-- Start Page text --
Re: crash: `kmem -s` reported "kmem: dma-kmalloc-512: slab: ffffe192c0001000 invalid freepointer: e5ffef4e9a040b7e" on a dumped vmcore

2019-08-30 Thread lijiang
在 2019年08月17日 15:23, lijiang 写道:
> 在 2019年08月11日 10:29, lijiang 写道:
>> 在 2019年08月09日 06:37, Lendacky, Thomas 写道:
>>> On 8/1/19 8:05 PM, Dave Young wrote:
 Add kexec cc list.
 On 08/01/19 at 11:02pm, lijiang wrote:
> Hi, Tom
>
> Recently, i ran into a problem about SME and used crash tool to check the 
> vmcore as follow:
>
> crash> kmem -s | grep -i invalid
> kmem: dma-kmalloc-512: slab: e192c0001000 invalid freepointer: 
> e5ffef4e9a040b7e
> kmem: dma-kmalloc-512: slab: e192c0001000 invalid freepointer: 
> e5ffef4e9a040b7e
>
> And the crash tool reported the above error, probably, the main reason is 
> that kernel does not
> correctly handle the first 640k region when SME is enabled.
>
> When SME is enabled, the kernel and initramfs images are loaded into the 
> decrypted memory, and
> the backup area(first 640k) is also mapped as decrypted, but the first 
> 640k data is copied to
> the backup area in purgatory(). Please refer to this file: 
> arch/x86/purgatory/purgatory.c
> ..
-- End Page text --
_Complete the following:_
A) According to the thread about the SME vmcore problem, what is the likely main reason the crash tool reported the "invalid freepointer" error?
B) Carry on the SME vmcore thread from its last line.
-- Start Supplied information --
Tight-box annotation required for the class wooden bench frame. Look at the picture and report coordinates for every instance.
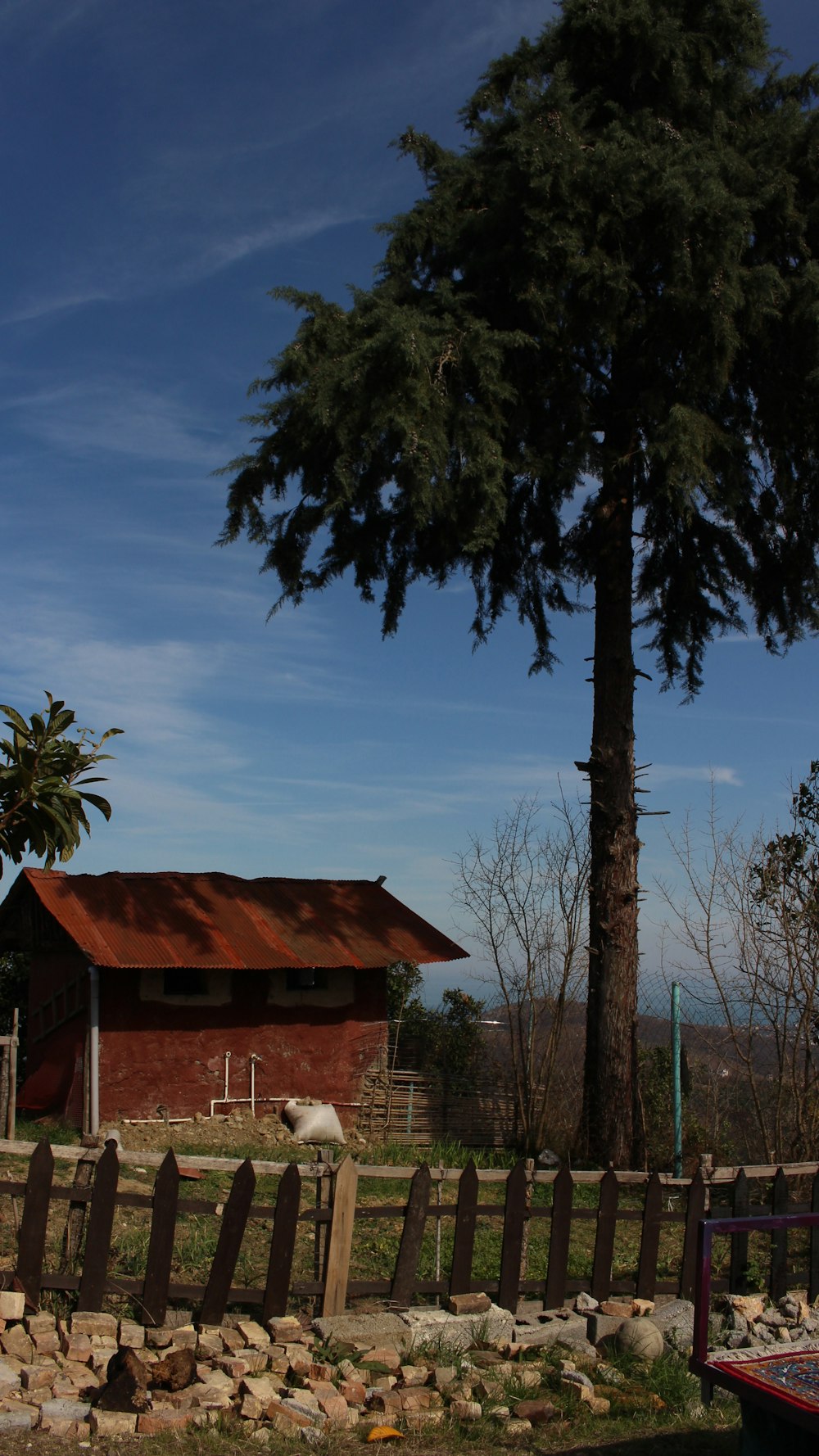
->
[690,1213,819,1436]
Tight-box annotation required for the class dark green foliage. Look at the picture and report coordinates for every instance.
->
[221,0,819,1162]
[0,693,121,875]
[223,0,819,690]
[752,760,819,931]
[387,961,484,1078]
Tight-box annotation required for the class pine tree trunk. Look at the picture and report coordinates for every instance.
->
[576,447,638,1168]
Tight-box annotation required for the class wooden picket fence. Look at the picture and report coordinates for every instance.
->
[0,1142,819,1325]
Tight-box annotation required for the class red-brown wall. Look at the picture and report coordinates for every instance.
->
[22,951,387,1125]
[99,970,387,1123]
[17,949,89,1127]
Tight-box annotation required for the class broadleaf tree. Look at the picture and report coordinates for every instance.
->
[221,0,819,1164]
[0,693,122,875]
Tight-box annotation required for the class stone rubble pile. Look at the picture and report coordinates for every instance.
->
[0,1291,676,1445]
[718,1293,819,1350]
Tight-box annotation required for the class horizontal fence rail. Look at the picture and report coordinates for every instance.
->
[0,1142,819,1325]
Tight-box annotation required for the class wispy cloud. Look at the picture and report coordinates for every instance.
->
[0,380,224,469]
[645,763,742,789]
[0,288,112,324]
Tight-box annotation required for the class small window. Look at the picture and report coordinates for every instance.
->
[162,965,208,996]
[287,965,327,992]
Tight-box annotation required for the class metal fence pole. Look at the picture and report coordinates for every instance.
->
[672,981,682,1178]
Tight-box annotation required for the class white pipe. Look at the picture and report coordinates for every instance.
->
[88,965,99,1137]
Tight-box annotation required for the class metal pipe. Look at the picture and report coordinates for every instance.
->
[88,965,99,1137]
[672,981,682,1178]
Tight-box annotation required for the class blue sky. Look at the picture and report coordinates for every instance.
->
[0,0,819,997]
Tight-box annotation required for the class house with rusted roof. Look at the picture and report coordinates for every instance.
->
[0,869,466,1132]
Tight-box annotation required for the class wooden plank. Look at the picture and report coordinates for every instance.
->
[314,1147,333,1282]
[499,1158,529,1314]
[768,1168,789,1300]
[679,1168,707,1299]
[200,1158,256,1325]
[389,1164,432,1308]
[77,1142,120,1310]
[322,1158,359,1315]
[637,1173,663,1299]
[544,1164,574,1309]
[142,1147,179,1325]
[729,1168,750,1295]
[591,1168,619,1300]
[16,1140,54,1309]
[449,1158,478,1295]
[262,1164,301,1323]
[6,1006,20,1138]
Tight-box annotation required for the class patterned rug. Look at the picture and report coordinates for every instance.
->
[708,1347,819,1420]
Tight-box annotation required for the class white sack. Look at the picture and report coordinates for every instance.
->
[284,1098,344,1143]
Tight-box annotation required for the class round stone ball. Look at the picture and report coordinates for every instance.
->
[615,1316,663,1364]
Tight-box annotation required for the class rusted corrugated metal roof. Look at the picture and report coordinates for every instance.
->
[0,869,466,971]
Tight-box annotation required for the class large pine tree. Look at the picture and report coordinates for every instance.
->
[223,0,819,1164]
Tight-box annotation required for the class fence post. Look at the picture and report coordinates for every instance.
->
[262,1164,301,1323]
[679,1164,708,1299]
[314,1147,333,1298]
[499,1158,529,1315]
[16,1142,54,1309]
[637,1172,663,1299]
[544,1164,574,1309]
[200,1158,256,1325]
[389,1164,440,1308]
[808,1172,819,1305]
[449,1158,478,1295]
[591,1168,619,1300]
[771,1168,789,1300]
[322,1155,359,1315]
[77,1142,120,1312]
[143,1147,179,1325]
-- End Supplied information --
_Responses per task:_
A) The likely main reason is that the kernel does not correctly handle the first 640k region when SME is enabled. With SME enabled, the kernel and initramfs images are loaded into decrypted memory, and the backup area (the first 640k) is also mapped as decrypted. The first 640k of data, however, is copied to the backup area in purgatory().

B)
> static int copy_backup_region(void)
> {
>  if (purgatory_backup_dest) {
>  memcpy((void *)purgatory_backup_dest,
> (void *)purgatory_backup_src, 
> purgatory_backup_sz);
>  }
>  return 0;
> }
> ..
>
> arch/x86/kernel/machine_kexec_64.c
> ..
> machine_kexec_prepare()->
> arch_update_purgatory()->
> .
>
> Actually, the firs 640k area is encrypted in the first kernel when SME is 
> enabled, here kernel
> copies the first 640k data to the backup area in purgatory(), because the 
> backup area is mapped
> as decrypted, this copying operation makes that the first 640k data is 
> decrypted(decoded) and
> saved to the backup area, but probably kernel can not aware of SME in 
> purgatory(), which causes
> kernel mistakenly read out the first 640k.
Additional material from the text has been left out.